* _Exercise goal_:
Set each entry down verbatim, omitting images.

Dataset rows
******
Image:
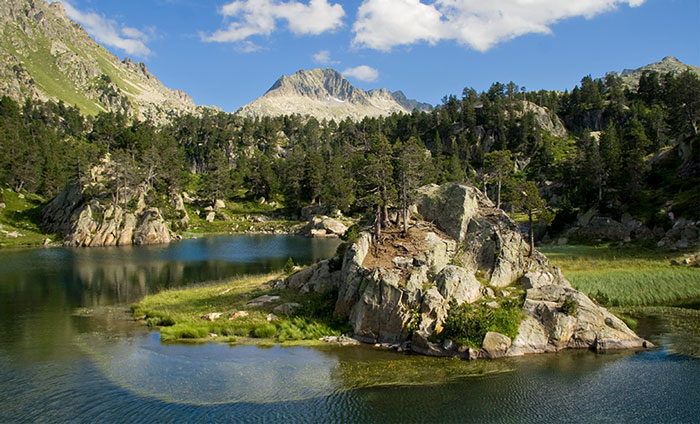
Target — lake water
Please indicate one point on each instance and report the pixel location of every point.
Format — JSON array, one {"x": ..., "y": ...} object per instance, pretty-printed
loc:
[{"x": 68, "y": 353}]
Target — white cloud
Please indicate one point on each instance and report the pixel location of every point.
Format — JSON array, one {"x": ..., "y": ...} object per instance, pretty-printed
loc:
[
  {"x": 362, "y": 72},
  {"x": 324, "y": 58},
  {"x": 106, "y": 31},
  {"x": 259, "y": 17},
  {"x": 383, "y": 24}
]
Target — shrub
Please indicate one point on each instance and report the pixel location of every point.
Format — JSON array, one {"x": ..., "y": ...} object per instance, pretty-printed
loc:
******
* _Task answer_:
Image:
Target — lake water
Please indicate one point on each instance and report the pixel location of every point.
Format — JSON array, one {"x": ..., "y": ...} object per instance, pretty-printed
loc:
[{"x": 68, "y": 353}]
Target — white cloud
Please indicate one point on each instance and report the pixel location of every point.
Format — JSON array, one {"x": ..., "y": ...} object per instance, pretty-printed
loc:
[
  {"x": 362, "y": 72},
  {"x": 324, "y": 58},
  {"x": 106, "y": 31},
  {"x": 259, "y": 17},
  {"x": 383, "y": 24}
]
Target — shrub
Please indicate one point on each instance and report the pixel location of every point.
Format — JSON array, one {"x": ..., "y": ...} object per instance, pretty-printed
loc:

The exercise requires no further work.